-- begin PROVIDED DATA --

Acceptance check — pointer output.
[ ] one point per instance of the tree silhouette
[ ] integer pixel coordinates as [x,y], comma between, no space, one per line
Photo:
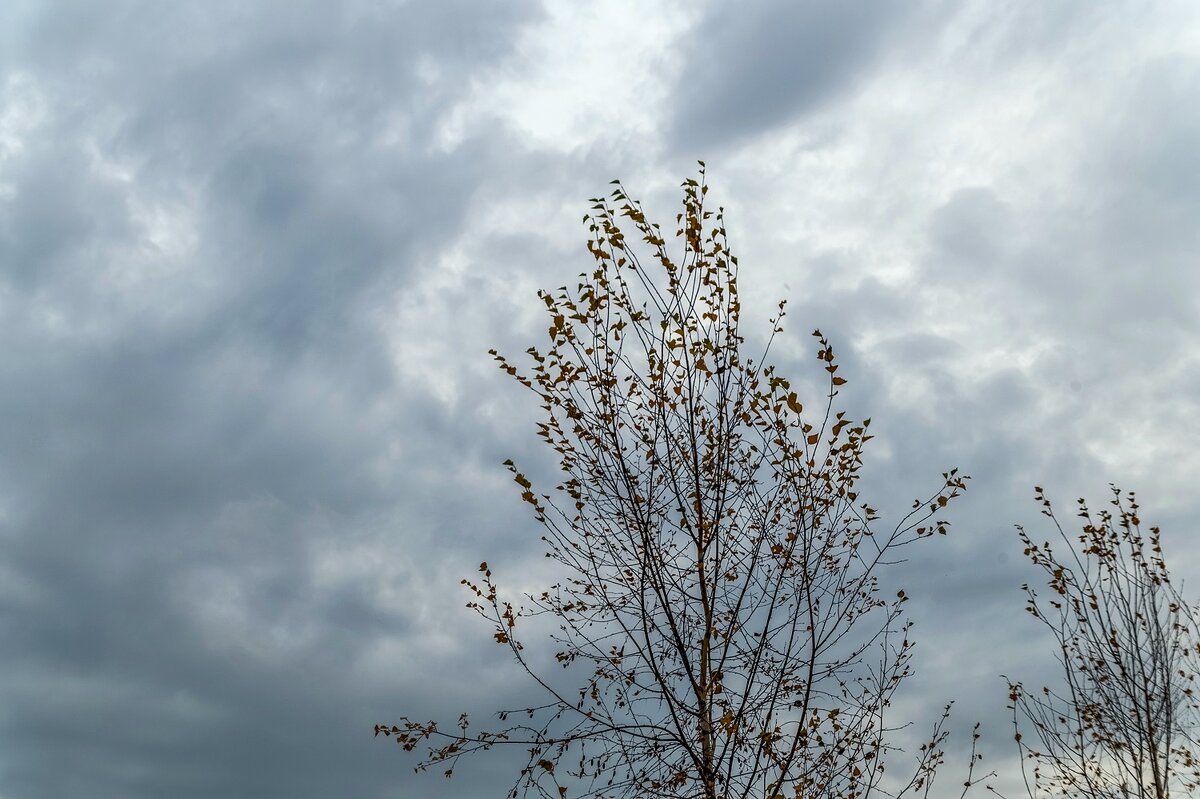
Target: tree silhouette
[1123,724]
[720,612]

-- end PROVIDED DATA --

WHAT THE TASK REQUIRES: Copy the lines above word for word, without the pictures.

TASK ANSWER:
Acceptance check — pointer output.
[ ] one point per instance of the tree silhouette
[ ] integer pixel coordinates as [x,y], comma between, no space, one per line
Photo:
Target: tree silhouette
[1123,724]
[720,612]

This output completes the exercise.